• [Short exercise]
Could you arrange every line of the records below as a JSON list of strings, one string per line, with blank lines dropped and the pictures left out?

(Records taken from a data source)
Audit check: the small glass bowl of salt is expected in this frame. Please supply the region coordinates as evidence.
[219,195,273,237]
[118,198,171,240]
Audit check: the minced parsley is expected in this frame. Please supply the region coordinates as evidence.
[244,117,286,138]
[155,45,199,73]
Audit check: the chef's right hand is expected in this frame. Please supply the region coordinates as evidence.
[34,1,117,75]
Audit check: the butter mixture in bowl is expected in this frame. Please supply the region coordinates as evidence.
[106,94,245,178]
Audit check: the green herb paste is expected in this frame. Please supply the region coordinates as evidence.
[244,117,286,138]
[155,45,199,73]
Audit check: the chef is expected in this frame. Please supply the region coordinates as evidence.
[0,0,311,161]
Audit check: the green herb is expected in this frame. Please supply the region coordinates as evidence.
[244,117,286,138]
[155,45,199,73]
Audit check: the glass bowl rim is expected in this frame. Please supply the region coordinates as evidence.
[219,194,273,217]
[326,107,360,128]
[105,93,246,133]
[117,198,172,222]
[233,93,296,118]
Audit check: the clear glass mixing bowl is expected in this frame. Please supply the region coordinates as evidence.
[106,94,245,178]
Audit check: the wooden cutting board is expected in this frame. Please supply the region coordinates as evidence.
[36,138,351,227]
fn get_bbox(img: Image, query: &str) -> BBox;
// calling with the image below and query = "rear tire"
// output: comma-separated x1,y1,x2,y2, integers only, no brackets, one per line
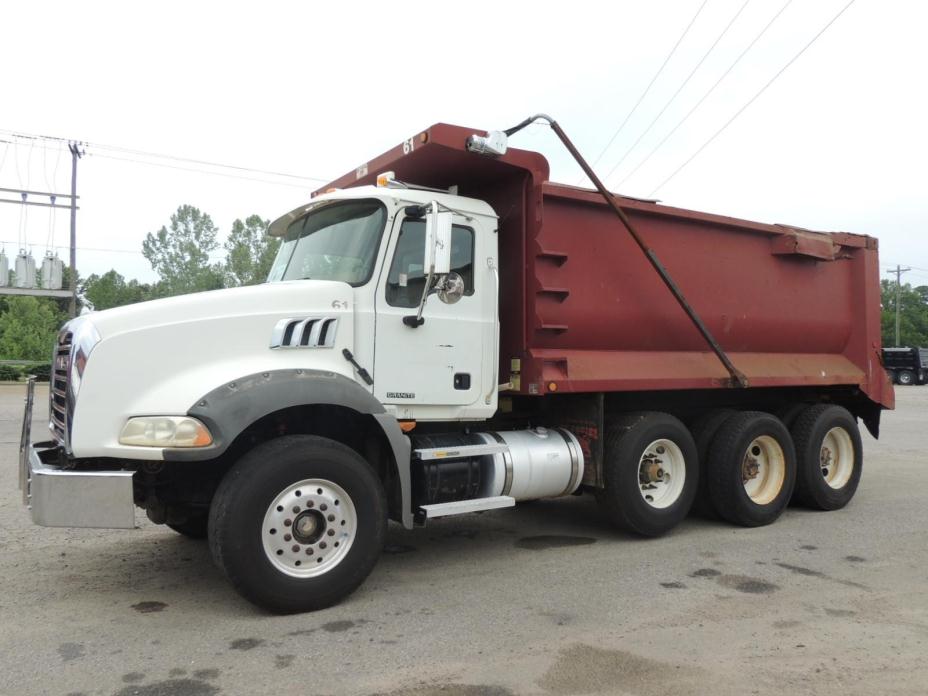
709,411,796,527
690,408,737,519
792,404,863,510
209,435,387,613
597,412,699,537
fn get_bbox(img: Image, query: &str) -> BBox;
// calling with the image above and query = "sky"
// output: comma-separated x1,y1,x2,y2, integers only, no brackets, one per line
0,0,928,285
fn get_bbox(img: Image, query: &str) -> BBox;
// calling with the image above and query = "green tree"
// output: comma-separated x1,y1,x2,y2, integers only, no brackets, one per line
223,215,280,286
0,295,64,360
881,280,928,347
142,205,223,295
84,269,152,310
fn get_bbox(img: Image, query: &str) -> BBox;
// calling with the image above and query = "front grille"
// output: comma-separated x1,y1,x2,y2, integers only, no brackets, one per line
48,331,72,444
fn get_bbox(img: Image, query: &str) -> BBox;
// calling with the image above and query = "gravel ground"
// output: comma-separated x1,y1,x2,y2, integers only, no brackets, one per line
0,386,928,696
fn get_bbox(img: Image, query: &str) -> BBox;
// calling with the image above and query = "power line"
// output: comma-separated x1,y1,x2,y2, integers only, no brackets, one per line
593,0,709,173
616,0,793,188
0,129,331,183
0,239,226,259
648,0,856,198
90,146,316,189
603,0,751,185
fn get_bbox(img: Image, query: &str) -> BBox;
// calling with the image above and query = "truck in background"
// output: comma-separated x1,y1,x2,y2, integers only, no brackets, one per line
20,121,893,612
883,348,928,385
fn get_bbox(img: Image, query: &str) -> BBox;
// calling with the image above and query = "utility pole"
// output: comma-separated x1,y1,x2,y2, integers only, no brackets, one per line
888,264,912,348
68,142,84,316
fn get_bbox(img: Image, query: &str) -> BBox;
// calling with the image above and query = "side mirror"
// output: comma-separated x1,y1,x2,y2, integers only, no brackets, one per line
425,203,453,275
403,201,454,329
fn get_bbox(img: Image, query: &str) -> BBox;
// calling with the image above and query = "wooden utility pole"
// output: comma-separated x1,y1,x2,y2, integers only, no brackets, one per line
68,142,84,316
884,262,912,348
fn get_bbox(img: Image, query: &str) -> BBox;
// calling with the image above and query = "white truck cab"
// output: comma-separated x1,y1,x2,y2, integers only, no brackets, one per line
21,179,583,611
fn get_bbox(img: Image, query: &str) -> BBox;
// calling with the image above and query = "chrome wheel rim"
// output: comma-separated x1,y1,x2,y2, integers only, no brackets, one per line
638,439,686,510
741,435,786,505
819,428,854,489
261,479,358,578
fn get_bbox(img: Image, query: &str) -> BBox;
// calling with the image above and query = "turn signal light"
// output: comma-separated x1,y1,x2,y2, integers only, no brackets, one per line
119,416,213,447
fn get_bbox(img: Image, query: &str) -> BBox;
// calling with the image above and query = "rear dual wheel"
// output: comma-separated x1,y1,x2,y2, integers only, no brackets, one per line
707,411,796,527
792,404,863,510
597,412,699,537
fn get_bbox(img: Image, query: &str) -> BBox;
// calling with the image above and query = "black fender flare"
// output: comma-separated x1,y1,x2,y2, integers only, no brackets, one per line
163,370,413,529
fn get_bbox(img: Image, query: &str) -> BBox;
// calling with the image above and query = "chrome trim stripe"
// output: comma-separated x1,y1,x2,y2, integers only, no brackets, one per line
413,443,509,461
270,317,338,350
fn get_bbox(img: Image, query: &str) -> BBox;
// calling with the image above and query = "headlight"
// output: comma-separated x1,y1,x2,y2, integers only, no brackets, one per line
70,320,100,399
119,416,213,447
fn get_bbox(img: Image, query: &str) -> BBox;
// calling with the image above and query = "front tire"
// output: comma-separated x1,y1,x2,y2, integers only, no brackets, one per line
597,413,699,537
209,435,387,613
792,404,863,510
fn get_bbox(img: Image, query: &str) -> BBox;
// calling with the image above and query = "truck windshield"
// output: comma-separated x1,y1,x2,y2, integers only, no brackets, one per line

• [The answer]
[
  "Audit check: the small glass bowl of salt is expected in this frame. Please supply the region coordinates as evidence.",
  "[219,195,273,237]",
  "[118,198,171,240]",
  "Audit check: the minced parsley is expected in this frame. Please supply the region coordinates as evidence.",
  "[244,117,286,138]",
  "[155,45,199,73]",
  "Audit check: the chef's right hand is expected in this frame. Please supply the region coordinates as evidence.",
  "[34,1,117,75]",
  "Audit check: the butter mixture in bowl is expected in this frame. Please supply the region coordinates as evidence.",
  "[106,94,245,178]",
  "Audit check: the green herb paste is expected in this frame. Please supply the region coordinates as evidence.",
  "[244,117,286,138]",
  "[155,45,199,73]",
  "Audit check: the chef is expected in this frame. Please supply the region coordinates as evidence.",
  "[0,0,311,161]",
  "Audit check: the green herb is expected in this frame. Please supply the region coordinates as evidence.",
  "[244,117,286,138]",
  "[155,45,199,73]",
  "Audit check: the glass bowl rim is expected in this frame. Please supply the region coordinates as evidence.",
  "[219,194,273,217]",
  "[326,107,360,128]",
  "[105,93,246,133]",
  "[117,198,172,222]",
  "[233,93,296,118]",
  "Audit check: the clear glass mixing bowl is expected in this frame. Please supply the region coordinates as evidence.",
  "[106,94,245,178]",
  "Audit check: the wooden cutting board is expected in this frame. Please supply the region coordinates as evidence.",
  "[36,138,351,227]",
  "fn get_bbox(img: Image, query: &str) -> BBox;",
  "// calling with the image below and query = \"rear tire\"",
  "// output: comma-separated x1,y1,x2,y2, integers only, no brackets, one per line",
  "709,411,796,527",
  "690,408,737,519",
  "792,404,863,510",
  "209,435,387,613",
  "597,412,699,537",
  "fn get_bbox(img: Image, query: &str) -> BBox;",
  "// calling with the image above and query = \"sky\"",
  "// output: comma-separated x1,y1,x2,y2, integers only, no brackets, one per line",
  "0,0,928,285",
  "fn get_bbox(img: Image, query: &str) -> BBox;",
  "// calling with the image above and query = \"green tree\"",
  "// output: comma-separated x1,y1,x2,y2, integers only, no brackets, one per line",
  "223,215,280,286",
  "0,295,64,360",
  "881,280,928,347",
  "142,205,223,295",
  "84,269,152,310",
  "fn get_bbox(img: Image, query: &str) -> BBox;",
  "// calling with the image above and query = \"front grille\"",
  "// output: comma-separated x1,y1,x2,y2, integers only, no brackets, one per line",
  "48,331,72,444",
  "fn get_bbox(img: Image, query: &str) -> BBox;",
  "// calling with the image above and query = \"gravel ground\"",
  "// output: comma-separated x1,y1,x2,y2, integers only, no brackets, one per line",
  "0,386,928,696",
  "fn get_bbox(img: Image, query: &str) -> BBox;",
  "// calling with the image above and query = \"power line\"",
  "// output: comma-separated x1,y1,x2,y2, integers only, no brackets, one per line",
  "593,0,709,173",
  "616,0,793,188",
  "0,129,331,183",
  "0,239,226,259",
  "648,0,856,198",
  "90,146,316,189",
  "603,0,751,185",
  "fn get_bbox(img: Image, query: &str) -> BBox;",
  "// calling with the image above and query = \"truck in background\"",
  "// output: comma-separated x1,y1,x2,y2, integers only, no brackets, one per line",
  "20,121,893,612",
  "883,348,928,385",
  "fn get_bbox(img: Image, query: &str) -> BBox;",
  "// calling with the image above and query = \"utility pole\"",
  "// output: comma-separated x1,y1,x2,y2, integers only, no brackets, one per line",
  "888,264,912,348",
  "68,142,84,316",
  "fn get_bbox(img: Image, query: &str) -> BBox;",
  "// calling with the image above and query = \"side mirror\"",
  "// output: comma-separated x1,y1,x2,y2, integers only, no brackets, one per line",
  "425,203,453,275",
  "403,201,454,329",
  "fn get_bbox(img: Image, query: &str) -> BBox;",
  "// calling with the image above and query = \"wooden utility pole\"",
  "// output: comma-separated x1,y1,x2,y2, integers only, no brackets, one per line",
  "68,142,84,316",
  "884,262,912,348",
  "fn get_bbox(img: Image, query: &str) -> BBox;",
  "// calling with the image above and query = \"white truck cab\"",
  "// output: comma-separated x1,y1,x2,y2, integers only, no brackets, one per line",
  "21,179,583,611",
  "fn get_bbox(img: Image, query: &str) -> BBox;",
  "// calling with the image above and query = \"chrome wheel rim\"",
  "// output: comma-separated x1,y1,x2,y2, integers only, no brackets, one per line",
  "638,439,686,510",
  "741,435,786,505",
  "819,428,854,489",
  "261,479,358,578",
  "fn get_bbox(img: Image, query: &str) -> BBox;",
  "// calling with the image above and query = \"turn signal light\"",
  "// output: comma-separated x1,y1,x2,y2, integers only, no brackets, one per line",
  "119,416,213,447",
  "fn get_bbox(img: Image, query: &str) -> BBox;",
  "// calling with the image above and query = \"rear dual wheel\"",
  "// output: comma-separated x1,y1,x2,y2, integers only, no brackets, one per line",
  "707,411,796,527",
  "792,404,863,510",
  "597,412,699,537",
  "fn get_bbox(img: Image, query: &str) -> BBox;",
  "// calling with the image above and query = \"black fender flare\"",
  "// output: comma-separated x1,y1,x2,y2, integers only, no brackets, one per line",
  "163,370,413,529",
  "fn get_bbox(img: Image, query: &str) -> BBox;",
  "// calling with the image above and query = \"chrome trim stripe\"",
  "// output: comma-separated x1,y1,x2,y2, integers only, no brackets, one per line",
  "413,443,509,461",
  "270,317,338,350",
  "fn get_bbox(img: Image, query: &str) -> BBox;",
  "// calling with the image above and query = \"headlight\"",
  "// output: comma-separated x1,y1,x2,y2, integers only, no brackets, one per line",
  "70,320,100,399",
  "119,416,213,447",
  "fn get_bbox(img: Image, query: &str) -> BBox;",
  "// calling with the image above and query = \"front tire\"",
  "// output: comma-separated x1,y1,x2,y2, integers only, no brackets, one per line",
  "597,413,699,537",
  "209,435,387,613",
  "792,404,863,510",
  "fn get_bbox(img: Image, query: &str) -> BBox;",
  "// calling with the image above and query = \"truck windshield\"",
  "// output: comma-separated x1,y1,x2,y2, integers only, no brackets, one per line"
]